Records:
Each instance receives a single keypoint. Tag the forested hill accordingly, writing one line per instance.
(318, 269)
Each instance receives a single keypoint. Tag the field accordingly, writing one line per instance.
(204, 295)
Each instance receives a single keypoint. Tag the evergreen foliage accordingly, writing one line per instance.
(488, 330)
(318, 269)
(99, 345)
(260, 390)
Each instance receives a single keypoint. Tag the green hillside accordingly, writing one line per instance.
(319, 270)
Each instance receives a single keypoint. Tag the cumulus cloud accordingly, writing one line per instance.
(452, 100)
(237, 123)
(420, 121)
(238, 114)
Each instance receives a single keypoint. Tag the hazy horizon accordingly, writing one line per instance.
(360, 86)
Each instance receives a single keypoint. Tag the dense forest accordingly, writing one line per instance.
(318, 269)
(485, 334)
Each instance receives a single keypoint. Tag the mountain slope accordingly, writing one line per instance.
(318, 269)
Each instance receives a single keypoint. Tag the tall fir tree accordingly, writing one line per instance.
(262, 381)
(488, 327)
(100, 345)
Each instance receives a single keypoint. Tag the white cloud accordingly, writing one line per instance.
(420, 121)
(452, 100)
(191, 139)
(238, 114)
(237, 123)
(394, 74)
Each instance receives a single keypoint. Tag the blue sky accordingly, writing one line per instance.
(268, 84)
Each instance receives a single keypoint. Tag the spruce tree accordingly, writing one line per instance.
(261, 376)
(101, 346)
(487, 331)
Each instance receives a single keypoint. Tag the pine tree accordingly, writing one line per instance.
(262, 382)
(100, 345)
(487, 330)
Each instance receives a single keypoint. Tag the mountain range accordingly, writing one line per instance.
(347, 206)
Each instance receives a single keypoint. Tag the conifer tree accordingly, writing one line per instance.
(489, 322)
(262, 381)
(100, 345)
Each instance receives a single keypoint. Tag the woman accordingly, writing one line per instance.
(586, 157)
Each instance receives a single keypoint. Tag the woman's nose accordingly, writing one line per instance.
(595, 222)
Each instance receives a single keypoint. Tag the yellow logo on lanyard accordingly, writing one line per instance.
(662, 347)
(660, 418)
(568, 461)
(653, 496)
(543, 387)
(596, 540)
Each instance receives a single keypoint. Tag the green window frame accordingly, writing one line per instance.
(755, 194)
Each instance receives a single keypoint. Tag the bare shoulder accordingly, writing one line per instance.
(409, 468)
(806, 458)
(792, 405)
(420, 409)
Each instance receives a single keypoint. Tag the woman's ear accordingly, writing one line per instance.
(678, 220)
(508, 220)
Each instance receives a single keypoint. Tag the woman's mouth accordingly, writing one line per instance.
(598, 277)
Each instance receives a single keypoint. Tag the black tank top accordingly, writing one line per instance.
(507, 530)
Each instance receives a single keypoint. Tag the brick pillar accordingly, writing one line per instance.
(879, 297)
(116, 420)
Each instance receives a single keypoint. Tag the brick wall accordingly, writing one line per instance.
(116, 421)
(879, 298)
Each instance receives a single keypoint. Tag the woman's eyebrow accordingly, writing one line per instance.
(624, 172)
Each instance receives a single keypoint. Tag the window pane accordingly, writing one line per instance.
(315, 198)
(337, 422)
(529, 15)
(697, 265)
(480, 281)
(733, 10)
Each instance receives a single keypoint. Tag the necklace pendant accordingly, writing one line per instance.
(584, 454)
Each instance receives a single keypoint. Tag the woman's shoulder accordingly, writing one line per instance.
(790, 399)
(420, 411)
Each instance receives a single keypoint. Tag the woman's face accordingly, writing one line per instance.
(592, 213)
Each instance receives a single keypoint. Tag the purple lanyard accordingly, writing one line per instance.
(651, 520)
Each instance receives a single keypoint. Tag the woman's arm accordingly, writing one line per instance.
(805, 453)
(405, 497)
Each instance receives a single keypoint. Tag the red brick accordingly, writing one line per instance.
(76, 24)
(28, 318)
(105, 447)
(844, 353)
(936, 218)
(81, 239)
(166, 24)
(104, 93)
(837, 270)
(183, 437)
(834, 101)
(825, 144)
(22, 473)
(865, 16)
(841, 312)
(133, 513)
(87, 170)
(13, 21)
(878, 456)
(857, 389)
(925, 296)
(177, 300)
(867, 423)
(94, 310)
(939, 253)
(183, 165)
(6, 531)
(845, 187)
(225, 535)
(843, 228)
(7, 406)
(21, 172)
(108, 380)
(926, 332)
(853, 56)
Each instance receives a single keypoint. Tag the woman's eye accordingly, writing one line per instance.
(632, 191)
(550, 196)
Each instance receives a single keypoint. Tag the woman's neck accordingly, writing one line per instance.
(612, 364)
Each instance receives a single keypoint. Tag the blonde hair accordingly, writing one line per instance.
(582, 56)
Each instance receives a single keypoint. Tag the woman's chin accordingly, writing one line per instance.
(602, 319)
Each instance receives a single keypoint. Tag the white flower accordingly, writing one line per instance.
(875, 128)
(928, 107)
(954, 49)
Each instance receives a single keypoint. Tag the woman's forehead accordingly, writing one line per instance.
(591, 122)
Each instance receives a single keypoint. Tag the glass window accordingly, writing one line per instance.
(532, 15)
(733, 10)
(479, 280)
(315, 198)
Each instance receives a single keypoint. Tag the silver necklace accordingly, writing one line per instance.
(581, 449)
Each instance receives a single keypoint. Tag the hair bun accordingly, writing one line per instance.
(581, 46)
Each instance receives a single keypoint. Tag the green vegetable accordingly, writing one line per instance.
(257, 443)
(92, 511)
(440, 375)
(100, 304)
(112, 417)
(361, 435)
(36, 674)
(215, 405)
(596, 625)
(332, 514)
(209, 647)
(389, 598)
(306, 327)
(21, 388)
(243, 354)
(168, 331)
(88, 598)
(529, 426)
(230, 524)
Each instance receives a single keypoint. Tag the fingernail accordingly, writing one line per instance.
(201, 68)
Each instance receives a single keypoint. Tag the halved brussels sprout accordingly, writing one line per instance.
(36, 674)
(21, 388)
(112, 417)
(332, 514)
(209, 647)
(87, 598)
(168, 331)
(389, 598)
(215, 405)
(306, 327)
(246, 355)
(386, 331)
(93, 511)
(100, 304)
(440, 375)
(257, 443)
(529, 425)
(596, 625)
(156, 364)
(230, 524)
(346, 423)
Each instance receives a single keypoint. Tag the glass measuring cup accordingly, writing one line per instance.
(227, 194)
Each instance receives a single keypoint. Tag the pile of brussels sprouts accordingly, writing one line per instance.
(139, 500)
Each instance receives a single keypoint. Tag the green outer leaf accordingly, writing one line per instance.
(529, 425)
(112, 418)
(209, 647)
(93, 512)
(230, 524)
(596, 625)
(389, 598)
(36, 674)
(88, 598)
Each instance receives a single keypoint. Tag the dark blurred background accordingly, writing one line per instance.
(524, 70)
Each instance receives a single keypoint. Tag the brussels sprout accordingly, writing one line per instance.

• Requirements: Retype all of the material above with every character intact.

• Answer to this problem:
Each instance receives a single keypoint. Tag the forested hill accordingly, writing one line per instance.
(318, 269)
Each instance receives a single keypoint. Tag the field accordingly, writing one line per instance.
(204, 295)
Each instance receives a single keypoint. Tag the evergreen foliage accordingly, writing one line per instance.
(488, 330)
(318, 269)
(99, 345)
(260, 390)
Each instance receives a single keypoint. Tag the green hillside accordingly, writing one line per instance.
(319, 270)
Each instance receives a single keypoint. Tag the cumulus cloud accordingly, writing one line per instance.
(452, 100)
(237, 123)
(420, 121)
(238, 114)
Each instance receives a single keypoint. Tag the hazy horizon accordingly, writing one line per instance.
(360, 86)
Each instance receives a single keypoint. Tag the dense forest accordingly, writing one line per instance.
(318, 269)
(485, 334)
Each instance receives a single keypoint. Tag the mountain slope accordingly, writing one line per instance.
(318, 269)
Each instance receives a single keypoint. Tag the tall fir tree accordingly, writing one line per instance.
(262, 381)
(488, 327)
(100, 345)
Each instance receives a single keypoint. Tag the white cloud accordingly, writing one line per instance.
(420, 121)
(452, 100)
(191, 139)
(238, 114)
(237, 123)
(394, 74)
Each instance receives a single keypoint. Tag the blue sky accordingly, writing one line per instance.
(268, 84)
Each instance receives a single keypoint. Tag the spruce tree accordingly, writing one line per instance.
(261, 376)
(101, 346)
(487, 331)
Each instance receives a single keypoint. Tag the pine tree accordingly, writing one line per instance.
(262, 382)
(100, 345)
(487, 330)
Each instance receives a single keypoint. Tag the mountain range accordingly, writing one line per instance.
(347, 206)
Each instance receives a single keypoint. Tag the conifer tree accordingly, writing one line per instance.
(489, 322)
(262, 381)
(100, 345)
Each instance receives a single keypoint. Tag the woman accordingly, writing one line per instance.
(586, 157)
Each instance receives a single keypoint. Tag the woman's nose accordingly, writing one line per instance.
(595, 222)
Each instance receives a single keypoint. Tag the yellow logo on lanyard accordingly, writing one line per instance.
(662, 347)
(660, 418)
(568, 461)
(653, 496)
(543, 387)
(596, 540)
Each instance receives a single keypoint. Tag the green window frame accordingly, writing one line per instance.
(755, 194)
Each instance receives a single keypoint. Tag the bare shoulder accordingly, writing one line per instance.
(409, 468)
(806, 458)
(792, 405)
(420, 409)
Each instance receives a single keypoint. Tag the woman's ear accordingly, writing one line per instance.
(678, 220)
(508, 220)
Each instance receives a single keypoint. Tag the woman's mouth accordingly, writing one line per instance.
(598, 277)
Each instance receives a single keypoint. Tag the black tank top accordingly, writing one line per instance.
(507, 530)
Each instance receives a single keypoint. Tag the brick pillar accordingly, writing one line per instance.
(879, 297)
(116, 420)
Each instance receives a single keypoint. Tag the brick wall accordingly, writing one line per instance.
(116, 421)
(879, 298)
Each instance receives a single keypoint. Tag the woman's eyebrow accordingly, writing one line per instance.
(624, 172)
Each instance receives a single keypoint. Tag the window pane accordingly, writing one line per instance.
(315, 198)
(337, 422)
(529, 15)
(697, 265)
(480, 281)
(733, 10)
Each instance receives a single keypoint. Tag the necklace pendant accordingly, writing one line per instance.
(584, 454)
Each instance receives a single keypoint. Tag the woman's shoulder accordingly, writing one line per instance.
(790, 399)
(420, 411)
Each instance receives a single keypoint. Tag the woman's face accordingly, writing one line per instance.
(592, 213)
Each instance receives a single keypoint. Tag the purple lanyard accordingly, writing one line per instance.
(651, 520)
Each instance receives a single keypoint. Tag the woman's arm accordingly, writing one line per instance.
(805, 453)
(405, 497)
Each instance receives a single keypoint. Tag the red brick accordingly, writing one line per instance.
(76, 24)
(28, 318)
(105, 447)
(844, 353)
(936, 218)
(81, 239)
(166, 24)
(104, 93)
(837, 270)
(183, 437)
(834, 101)
(825, 144)
(22, 473)
(865, 16)
(841, 312)
(133, 513)
(87, 170)
(13, 21)
(878, 456)
(857, 389)
(925, 296)
(177, 300)
(867, 423)
(94, 310)
(939, 253)
(183, 165)
(6, 531)
(845, 187)
(225, 535)
(843, 228)
(7, 406)
(21, 172)
(108, 380)
(926, 332)
(853, 56)
Each instance receives a single keypoint. Tag the woman's eye accordingly, writing one line per instance.
(632, 191)
(550, 196)
Each instance receives a single keypoint. Tag the woman's neck accordingly, writing one line per instance.
(612, 364)
Each instance receives a single keypoint. Tag the blonde hair accordingly, writing one line per instance.
(582, 56)
Each instance receives a single keypoint. Tag the woman's chin accordingly, writing one line per instance.
(602, 319)
Each instance receives a single keypoint. Tag the white flower accordingly, writing one line per instance.
(875, 128)
(928, 107)
(954, 49)
Each instance receives a single keypoint. Tag the woman's forehead accordingly, writing one line per instance.
(591, 122)
Each instance receives a single keypoint. Tag the glass window accordingly, writing one line per instance.
(532, 15)
(733, 10)
(479, 280)
(315, 198)
Each instance receives a single keypoint. Tag the silver necklace accordingly, writing one line per instance.
(581, 449)
Each instance receives a single keypoint. Tag the hair bun accordingly, writing one line per instance.
(581, 46)
Each instance receives a single keypoint. Tag the green vegetable accordingly, writing one line per instance.
(257, 443)
(92, 511)
(440, 375)
(100, 304)
(112, 417)
(361, 435)
(36, 674)
(215, 405)
(596, 625)
(332, 514)
(209, 647)
(389, 598)
(306, 327)
(21, 388)
(243, 354)
(168, 331)
(88, 598)
(529, 426)
(230, 524)
Each instance receives a single keypoint. Tag the fingernail accordingly, writing one line per instance.
(201, 68)
Each instance receives a single keypoint. Tag the halved brussels sprout accordingly, writing one line per instance.
(36, 674)
(21, 388)
(112, 417)
(332, 514)
(209, 647)
(87, 598)
(168, 331)
(389, 598)
(215, 405)
(306, 327)
(246, 355)
(386, 331)
(93, 511)
(100, 304)
(440, 375)
(257, 443)
(529, 425)
(596, 625)
(156, 364)
(230, 524)
(346, 423)
Each instance receives a single keypoint. Tag the glass measuring cup accordingly, writing one line per instance.
(227, 194)
Each instance receives a single keypoint. Tag the pile of brussels sprouts accordingly, writing one line per instance.
(139, 500)
Each instance receives a single keypoint. Tag the green outer leaf accordingly, writing one line per instance.
(529, 425)
(112, 418)
(209, 647)
(93, 512)
(230, 524)
(596, 625)
(389, 598)
(36, 674)
(88, 598)
Each instance receives a single keypoint. Tag the dark blurred background accordingly, writing one line per instance.
(524, 70)
Each instance receives a single keypoint. Tag the brussels sprout accordingly, writing one line per instance.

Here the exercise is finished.